A U.S. soldier accidentally kills an Italian secret service agent in Iraq. The Pentagon posts a report online in Portable Document Format (PDF), discussing the tragic incident. Clever readers on the Internet, however, are able to access blacked-out, confidential information in the PDF simply by cutting and pasting sections of the censored text into a Word file. Information-security problems caused by metadata, like the Pentagon fiasco from last spring, are becoming a pressing issue for the government and many corporations, are concerned that may transform the way information is shared online.
The National Security Agency (NSA)—charged with protecting U.S. government information systems and producing foreign signals intelligence information—recently released guidance to help other federal agencies contain digital content problems like these. In particular, the NSA warns of the dangers of documents made available online in Adobe PDF or Microsoft Word formats. But experts at document management companies like San Francisco-based Workshare Technology, Inc., are skeptical that the technical guidance provided by the NSA, instructing federal agencies on how to redact or edit PDF and Word documents, will be effective.
The NSA report is a good first step, but it is "trying to rely on user education alone," according to Ken Rutsky, EVP of worldwide products and marketing at Workshare. "Depending upon user education has proven to be unsuccessful time and again," he says.
The study, entitled, "Redacting with Confidence: How to Safely Publish Sanitized Reports Converted from Word to PDF," essentially summarizes the actions the NSA says agencies need to undertake to ensure that confidential information contained in Word or PDF files is not accidentally disclosed. The architectures and applications division of the NSA's Systems and Network Attack Center (SNAC) originally published the 14-page report.
According to the NSA, three common mistakes often lead to the unintentional exposure of data: covering text, charts, and tables with blackened rectangles to block the data from being read; reducing the size of images or covering them with black; and forgetting about metadata, the hidden information and revision histories embedded into digital content by many software programs today. "The way to avoid exposure is to ensure that sensitive information is not just visually hidden or made illegible, but is actually removed from the original document," according to the NSA report.
The NSA is currently focusing on the issue because the Pentagon isn't the only government agency to get into trouble over exposure of supposedly secret information left in documents. Other high-profile incidents include the following:
Last December, metadata included in a White House policy document called "Strategy for Victory in Iraq" showed who the author of the report was, causing some slight embarrassment to the Bush administration. Last fall, details of the assassination of the prime minister of Lebanon were revealed in a U.N. document, complicating the already tense political situation in the Middle East. And last spring, an email of testimony supporting the overhaul of the Social Security Administration (SSA) from a conservative group that still contained edited comments made by an associate commissioner of the SSA and a White House aide was sent to Democrats.

#### [Task statement]
Extend the article on leaked metadata in government documents, starting after its final sentence.

Point-per-instance localization data

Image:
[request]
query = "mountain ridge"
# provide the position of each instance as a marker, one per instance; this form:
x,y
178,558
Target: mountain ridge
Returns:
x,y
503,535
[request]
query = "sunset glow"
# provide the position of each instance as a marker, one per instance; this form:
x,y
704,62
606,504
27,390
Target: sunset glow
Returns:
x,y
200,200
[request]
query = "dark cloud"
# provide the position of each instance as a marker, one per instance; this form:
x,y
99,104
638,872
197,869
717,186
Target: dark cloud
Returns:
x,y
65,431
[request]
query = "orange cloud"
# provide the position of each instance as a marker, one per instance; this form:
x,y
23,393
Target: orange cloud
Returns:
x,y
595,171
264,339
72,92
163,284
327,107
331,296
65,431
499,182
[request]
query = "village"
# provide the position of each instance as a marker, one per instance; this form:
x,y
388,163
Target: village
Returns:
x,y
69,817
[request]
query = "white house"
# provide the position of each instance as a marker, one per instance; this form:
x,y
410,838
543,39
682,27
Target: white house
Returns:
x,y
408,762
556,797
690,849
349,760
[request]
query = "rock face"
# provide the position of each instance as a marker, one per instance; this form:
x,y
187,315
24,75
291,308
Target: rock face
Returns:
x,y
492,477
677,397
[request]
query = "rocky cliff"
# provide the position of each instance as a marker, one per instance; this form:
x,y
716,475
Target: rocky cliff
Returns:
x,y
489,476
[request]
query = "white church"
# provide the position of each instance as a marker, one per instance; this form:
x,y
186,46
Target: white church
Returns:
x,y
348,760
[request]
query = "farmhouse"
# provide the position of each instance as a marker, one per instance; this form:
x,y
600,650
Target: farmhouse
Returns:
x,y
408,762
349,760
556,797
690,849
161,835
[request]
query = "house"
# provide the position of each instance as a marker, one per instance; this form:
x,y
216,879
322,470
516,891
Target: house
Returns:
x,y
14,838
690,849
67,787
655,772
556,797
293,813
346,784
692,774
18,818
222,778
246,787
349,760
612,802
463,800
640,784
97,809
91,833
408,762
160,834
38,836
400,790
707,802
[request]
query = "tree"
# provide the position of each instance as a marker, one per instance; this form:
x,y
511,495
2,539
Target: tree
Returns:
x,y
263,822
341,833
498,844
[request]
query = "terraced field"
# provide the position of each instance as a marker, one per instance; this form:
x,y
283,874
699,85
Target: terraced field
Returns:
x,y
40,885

#### [Exercise answer]
Corporations have also been embarrassed by similar problems: Recently, the editors of the New England Journal of Medicine reported that drug developer Merck & Co. had allegedly deleted information connecting the drug Vioxx to an alleged increased risk of heart disease from a document it submitted for publication. That deleted information was included in metadata embedded in the document. Overseas, Westpac Banking Corp., based in Sydney, Australia, sent out emails to Wall Street analysts containing full-year profit results that it had blacked out. The information was, however, retrievable by the recipients.
There are other famous cases too—some that have gone to trial. "We are also aware of litigation in which metadata has played an evidentiary role," says Dan Venglarik, an attorney for the Dallas-based law firm of Davis Munck Butrus, P.C. "In one case against an individual file-sharing defendant, metadata was used to show that the music files being made available by the defendant were ripped by different people using different software, negating any defense that the defendant was simply engaged in fair use copying of his own lawfully purchased CDs onto a computer."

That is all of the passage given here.